## Start Information supplied

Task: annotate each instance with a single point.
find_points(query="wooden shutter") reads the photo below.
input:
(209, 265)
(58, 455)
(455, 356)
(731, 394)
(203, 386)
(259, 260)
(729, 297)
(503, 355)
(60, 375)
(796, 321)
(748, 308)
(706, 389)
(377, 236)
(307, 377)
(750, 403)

## End Information supplied

Rescale all of the lines above, request text included, by multiplying every coordinate in the answers by 2.2 and rounding each result to a whole number, with halves rounded up.

## Expected output
Task: annotate each instance with a single point.
find_points(query="wooden shutter") reads the photo below.
input:
(460, 583)
(128, 1001)
(1001, 783)
(1608, 867)
(447, 849)
(570, 572)
(1604, 653)
(1107, 781)
(132, 825)
(1751, 706)
(1646, 678)
(1553, 856)
(829, 519)
(675, 829)
(1650, 887)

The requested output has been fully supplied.